- [PAGE EXTRACT]:
37th Division is little known. It has no divisional history. But under Williams it became a first-class formation, an achievement that was considerably assisted by his GSO1, Lieutenant-Colonel John Dill. 37th Division was heavily engaged in 1917, both at Arras and Third Ypres. It played a key part in the defence of Rossignol Wood during the German spring offensive of 1918. The division remained in Lieutenant-General Sir Montague Harper’s IV Corps for the rest of the war and was almost constantly engaged with the enemy from 21 August to the Armistice.
Two years of combat finally seems to have slaked Williams’s desire for action and fame. He declined further appointments and retired from the army on 23 January 1923. During the inter-war period he showed himself to be ‘an able writer and one of the most lucid reviewers of military works’. He was President of the Council of the Institution of Royal Engineers from 1935 until 1938. During the Second World War he raised a battalion of the Home Guard in Sussex.

- [BRIEF 1]: According to the passage on Williams and 37th Division, why is 37th Division little known? Answer in one to three sentences.
- [BRIEF 2]: In the passage on Williams and 37th Division, on what date did Williams retire from the army?
- [BRIEF 3]: Extend the passage on Williams and 37th Division, starting after its final sentence.

[Stored data entries]
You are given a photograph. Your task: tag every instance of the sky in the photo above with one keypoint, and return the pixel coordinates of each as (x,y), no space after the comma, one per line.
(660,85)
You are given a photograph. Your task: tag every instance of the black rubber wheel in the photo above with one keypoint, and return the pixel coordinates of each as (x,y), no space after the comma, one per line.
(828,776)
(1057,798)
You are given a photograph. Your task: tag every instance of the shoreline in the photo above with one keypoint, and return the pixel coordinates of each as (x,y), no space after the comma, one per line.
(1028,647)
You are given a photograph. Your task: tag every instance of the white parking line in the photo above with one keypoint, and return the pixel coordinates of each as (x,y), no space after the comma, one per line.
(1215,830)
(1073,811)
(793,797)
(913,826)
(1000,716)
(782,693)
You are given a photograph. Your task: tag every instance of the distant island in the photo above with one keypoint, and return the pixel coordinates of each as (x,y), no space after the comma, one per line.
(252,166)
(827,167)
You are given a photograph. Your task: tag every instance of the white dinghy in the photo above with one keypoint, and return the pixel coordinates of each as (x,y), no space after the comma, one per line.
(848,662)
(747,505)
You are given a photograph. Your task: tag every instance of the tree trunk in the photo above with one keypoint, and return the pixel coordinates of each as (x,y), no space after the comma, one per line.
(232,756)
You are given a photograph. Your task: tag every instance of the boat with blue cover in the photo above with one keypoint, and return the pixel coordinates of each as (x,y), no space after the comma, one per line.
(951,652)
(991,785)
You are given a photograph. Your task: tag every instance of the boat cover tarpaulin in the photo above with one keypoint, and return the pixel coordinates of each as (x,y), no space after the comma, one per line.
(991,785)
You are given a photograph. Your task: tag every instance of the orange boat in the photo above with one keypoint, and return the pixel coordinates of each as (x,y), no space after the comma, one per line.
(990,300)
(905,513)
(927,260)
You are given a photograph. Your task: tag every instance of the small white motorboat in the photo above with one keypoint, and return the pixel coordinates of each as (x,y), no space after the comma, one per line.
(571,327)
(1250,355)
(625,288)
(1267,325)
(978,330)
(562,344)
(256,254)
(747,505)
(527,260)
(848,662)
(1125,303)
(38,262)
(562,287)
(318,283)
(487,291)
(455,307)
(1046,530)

- [EXPECTED OUTPUT 1]: The division is little known because it has no divisional history.

- [EXPECTED OUTPUT 2]: He retired on 23 January 1923.

- [EXPECTED OUTPUT 3]:
Bruce Williams was a striking personality in the Ivor Maxse mould. He had boundless energy. He would not accept second best. He was a demanding taskmaster. He had an explosive temper that he himself recognised sometimes went too far. Critics found him blustering, nitpicking and fault finding.[2] By the end of the war he was the eleventh longest serving British divisional commander. He was also one of the best.
[1] Williams assumed by deed poll the surname ‘Bruce-Williams’ in 1920. ‘Bruce’ was his mother’s maiden name.
[2] See the comments by Brigadier-General Sir Archibald Home, Diary of a World War I Cavalry Officer (Tunbridge Wells: Costello, 1985), p. 78.